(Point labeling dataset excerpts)
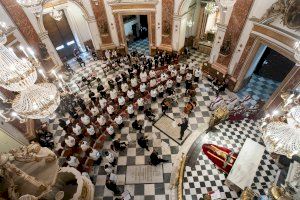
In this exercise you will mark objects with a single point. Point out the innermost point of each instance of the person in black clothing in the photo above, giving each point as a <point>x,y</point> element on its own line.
<point>101,90</point>
<point>148,112</point>
<point>183,126</point>
<point>137,126</point>
<point>94,54</point>
<point>111,185</point>
<point>143,142</point>
<point>117,145</point>
<point>164,106</point>
<point>155,160</point>
<point>80,61</point>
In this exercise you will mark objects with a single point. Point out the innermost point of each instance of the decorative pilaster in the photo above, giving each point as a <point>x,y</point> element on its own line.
<point>167,21</point>
<point>22,22</point>
<point>235,26</point>
<point>102,22</point>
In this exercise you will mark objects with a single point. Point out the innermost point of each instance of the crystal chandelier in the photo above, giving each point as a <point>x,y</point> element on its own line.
<point>16,74</point>
<point>211,8</point>
<point>39,101</point>
<point>282,131</point>
<point>56,14</point>
<point>34,101</point>
<point>36,6</point>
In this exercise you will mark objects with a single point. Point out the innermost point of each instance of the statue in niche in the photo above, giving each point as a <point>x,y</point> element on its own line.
<point>43,51</point>
<point>225,48</point>
<point>287,10</point>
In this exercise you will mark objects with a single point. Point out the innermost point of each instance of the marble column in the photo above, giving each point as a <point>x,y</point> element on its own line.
<point>102,22</point>
<point>94,32</point>
<point>167,22</point>
<point>22,22</point>
<point>201,23</point>
<point>234,29</point>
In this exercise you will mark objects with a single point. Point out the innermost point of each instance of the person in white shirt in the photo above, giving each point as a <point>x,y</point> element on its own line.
<point>133,82</point>
<point>173,73</point>
<point>143,88</point>
<point>152,82</point>
<point>178,80</point>
<point>110,110</point>
<point>197,74</point>
<point>124,87</point>
<point>85,119</point>
<point>160,90</point>
<point>113,94</point>
<point>70,141</point>
<point>188,76</point>
<point>182,69</point>
<point>95,111</point>
<point>108,168</point>
<point>153,94</point>
<point>152,74</point>
<point>163,77</point>
<point>77,129</point>
<point>101,120</point>
<point>143,76</point>
<point>119,121</point>
<point>73,161</point>
<point>130,111</point>
<point>84,145</point>
<point>130,95</point>
<point>91,131</point>
<point>111,131</point>
<point>94,155</point>
<point>170,68</point>
<point>103,103</point>
<point>169,83</point>
<point>140,102</point>
<point>121,101</point>
<point>110,158</point>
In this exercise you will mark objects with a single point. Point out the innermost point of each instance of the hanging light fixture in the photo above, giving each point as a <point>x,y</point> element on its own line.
<point>56,14</point>
<point>39,101</point>
<point>35,101</point>
<point>211,8</point>
<point>16,74</point>
<point>281,132</point>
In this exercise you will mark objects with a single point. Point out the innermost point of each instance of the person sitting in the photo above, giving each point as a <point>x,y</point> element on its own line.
<point>108,168</point>
<point>111,185</point>
<point>94,155</point>
<point>72,161</point>
<point>117,145</point>
<point>155,160</point>
<point>137,125</point>
<point>143,142</point>
<point>148,112</point>
<point>110,158</point>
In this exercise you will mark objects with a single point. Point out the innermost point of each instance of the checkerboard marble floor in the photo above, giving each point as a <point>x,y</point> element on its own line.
<point>164,145</point>
<point>141,46</point>
<point>202,176</point>
<point>259,88</point>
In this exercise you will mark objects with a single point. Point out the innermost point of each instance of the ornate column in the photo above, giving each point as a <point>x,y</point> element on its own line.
<point>234,29</point>
<point>22,22</point>
<point>94,32</point>
<point>201,24</point>
<point>102,22</point>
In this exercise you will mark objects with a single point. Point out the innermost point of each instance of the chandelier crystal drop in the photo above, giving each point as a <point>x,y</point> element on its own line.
<point>211,8</point>
<point>56,14</point>
<point>15,74</point>
<point>36,6</point>
<point>38,101</point>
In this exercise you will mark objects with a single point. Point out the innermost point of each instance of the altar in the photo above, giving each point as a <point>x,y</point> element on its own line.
<point>244,169</point>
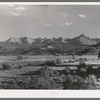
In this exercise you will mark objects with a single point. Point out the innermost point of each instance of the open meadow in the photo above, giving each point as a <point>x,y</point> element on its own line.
<point>41,72</point>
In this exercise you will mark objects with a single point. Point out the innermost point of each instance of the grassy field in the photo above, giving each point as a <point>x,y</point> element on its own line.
<point>24,71</point>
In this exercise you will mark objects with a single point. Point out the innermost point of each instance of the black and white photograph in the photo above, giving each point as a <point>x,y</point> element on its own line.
<point>44,47</point>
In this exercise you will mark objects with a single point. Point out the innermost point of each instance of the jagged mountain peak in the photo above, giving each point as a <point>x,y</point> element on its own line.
<point>27,40</point>
<point>13,40</point>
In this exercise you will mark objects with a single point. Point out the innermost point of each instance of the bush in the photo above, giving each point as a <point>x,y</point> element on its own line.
<point>75,82</point>
<point>46,72</point>
<point>29,83</point>
<point>5,66</point>
<point>50,63</point>
<point>58,61</point>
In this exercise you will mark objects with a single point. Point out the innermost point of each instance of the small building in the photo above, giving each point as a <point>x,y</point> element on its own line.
<point>19,57</point>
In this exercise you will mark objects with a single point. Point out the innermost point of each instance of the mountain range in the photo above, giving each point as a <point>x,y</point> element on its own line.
<point>39,46</point>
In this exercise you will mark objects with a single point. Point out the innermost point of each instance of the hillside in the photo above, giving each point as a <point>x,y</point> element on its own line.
<point>27,45</point>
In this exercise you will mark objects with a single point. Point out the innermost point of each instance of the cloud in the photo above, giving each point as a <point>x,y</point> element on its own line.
<point>65,24</point>
<point>68,23</point>
<point>13,13</point>
<point>16,10</point>
<point>64,14</point>
<point>82,16</point>
<point>47,24</point>
<point>20,8</point>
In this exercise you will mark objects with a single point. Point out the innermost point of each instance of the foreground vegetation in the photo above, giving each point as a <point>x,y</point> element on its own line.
<point>46,78</point>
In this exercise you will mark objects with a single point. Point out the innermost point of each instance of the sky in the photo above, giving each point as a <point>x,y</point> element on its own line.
<point>49,21</point>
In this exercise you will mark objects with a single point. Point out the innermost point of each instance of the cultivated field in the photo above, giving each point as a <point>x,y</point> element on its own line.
<point>29,74</point>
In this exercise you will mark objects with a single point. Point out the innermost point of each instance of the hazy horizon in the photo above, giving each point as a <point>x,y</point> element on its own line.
<point>49,21</point>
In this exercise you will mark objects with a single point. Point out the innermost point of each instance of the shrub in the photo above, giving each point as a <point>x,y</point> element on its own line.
<point>5,66</point>
<point>46,72</point>
<point>29,83</point>
<point>58,61</point>
<point>75,82</point>
<point>50,63</point>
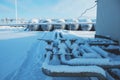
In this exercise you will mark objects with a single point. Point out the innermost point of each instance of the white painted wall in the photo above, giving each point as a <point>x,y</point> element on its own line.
<point>108,18</point>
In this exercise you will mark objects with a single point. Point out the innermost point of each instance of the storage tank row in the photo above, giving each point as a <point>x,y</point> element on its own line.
<point>66,24</point>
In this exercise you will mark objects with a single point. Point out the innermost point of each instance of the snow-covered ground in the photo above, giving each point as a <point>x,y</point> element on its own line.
<point>21,53</point>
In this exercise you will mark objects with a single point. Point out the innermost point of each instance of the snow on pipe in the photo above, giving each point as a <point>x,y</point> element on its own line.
<point>103,62</point>
<point>75,71</point>
<point>100,51</point>
<point>88,52</point>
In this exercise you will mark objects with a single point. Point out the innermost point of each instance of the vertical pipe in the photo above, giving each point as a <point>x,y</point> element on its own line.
<point>16,14</point>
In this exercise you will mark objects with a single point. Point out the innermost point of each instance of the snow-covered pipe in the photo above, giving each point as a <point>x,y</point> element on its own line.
<point>100,51</point>
<point>88,51</point>
<point>74,71</point>
<point>103,62</point>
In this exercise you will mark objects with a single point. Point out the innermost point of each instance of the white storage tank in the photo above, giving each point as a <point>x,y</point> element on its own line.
<point>47,26</point>
<point>86,26</point>
<point>58,23</point>
<point>72,24</point>
<point>32,26</point>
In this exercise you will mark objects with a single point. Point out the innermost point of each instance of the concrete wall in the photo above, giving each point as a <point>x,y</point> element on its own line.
<point>108,18</point>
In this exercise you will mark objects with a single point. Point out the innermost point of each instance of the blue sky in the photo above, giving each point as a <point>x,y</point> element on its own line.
<point>47,8</point>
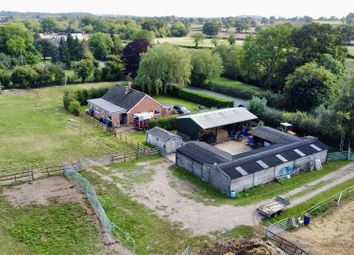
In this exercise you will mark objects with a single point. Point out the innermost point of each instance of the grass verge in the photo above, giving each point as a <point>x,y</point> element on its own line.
<point>56,229</point>
<point>296,210</point>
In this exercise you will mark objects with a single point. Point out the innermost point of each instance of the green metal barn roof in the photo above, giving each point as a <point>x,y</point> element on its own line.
<point>222,117</point>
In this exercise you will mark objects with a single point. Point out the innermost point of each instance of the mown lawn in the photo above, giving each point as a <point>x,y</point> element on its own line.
<point>176,101</point>
<point>35,128</point>
<point>56,229</point>
<point>204,192</point>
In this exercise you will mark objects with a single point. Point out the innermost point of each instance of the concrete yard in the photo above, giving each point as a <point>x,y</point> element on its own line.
<point>233,147</point>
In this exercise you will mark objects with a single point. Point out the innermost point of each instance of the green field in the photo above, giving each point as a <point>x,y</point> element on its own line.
<point>35,128</point>
<point>188,41</point>
<point>203,192</point>
<point>152,234</point>
<point>296,210</point>
<point>56,229</point>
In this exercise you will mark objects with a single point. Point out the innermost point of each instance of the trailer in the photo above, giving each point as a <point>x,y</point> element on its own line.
<point>274,208</point>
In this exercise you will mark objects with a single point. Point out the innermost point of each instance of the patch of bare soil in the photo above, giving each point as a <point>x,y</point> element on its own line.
<point>55,190</point>
<point>331,234</point>
<point>242,247</point>
<point>45,192</point>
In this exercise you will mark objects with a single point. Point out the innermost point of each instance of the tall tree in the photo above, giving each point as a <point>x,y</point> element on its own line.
<point>84,69</point>
<point>314,40</point>
<point>63,53</point>
<point>211,28</point>
<point>162,65</point>
<point>265,58</point>
<point>205,65</point>
<point>197,38</point>
<point>131,55</point>
<point>308,87</point>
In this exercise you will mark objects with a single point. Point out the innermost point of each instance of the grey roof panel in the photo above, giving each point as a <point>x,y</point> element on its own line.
<point>162,134</point>
<point>268,155</point>
<point>222,117</point>
<point>204,153</point>
<point>273,135</point>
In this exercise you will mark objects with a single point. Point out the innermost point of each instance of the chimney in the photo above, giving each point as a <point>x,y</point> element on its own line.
<point>129,86</point>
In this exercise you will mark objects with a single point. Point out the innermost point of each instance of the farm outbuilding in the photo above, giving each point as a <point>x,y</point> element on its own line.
<point>215,126</point>
<point>164,140</point>
<point>238,172</point>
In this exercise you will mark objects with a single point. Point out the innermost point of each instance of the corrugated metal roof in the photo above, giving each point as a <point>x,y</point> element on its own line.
<point>204,153</point>
<point>222,117</point>
<point>273,135</point>
<point>269,155</point>
<point>108,106</point>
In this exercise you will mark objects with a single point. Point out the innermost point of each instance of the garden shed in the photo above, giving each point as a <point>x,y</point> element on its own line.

### Requirement
Copy the lines starting at the one containing "of the crystal" and ending at the one containing "<point>282,131</point>". Multiply every coordinate in the answers by 1.6, round each to a whole number with halves rounded up, and leave all other text unchanged.

### Task response
In this exercise you will mark objects with a single point. Point out the innermost point of each instance of the crystal chandelier in the photo above, giving each point as a <point>x,y</point> element on its own line.
<point>26,118</point>
<point>338,13</point>
<point>62,162</point>
<point>451,210</point>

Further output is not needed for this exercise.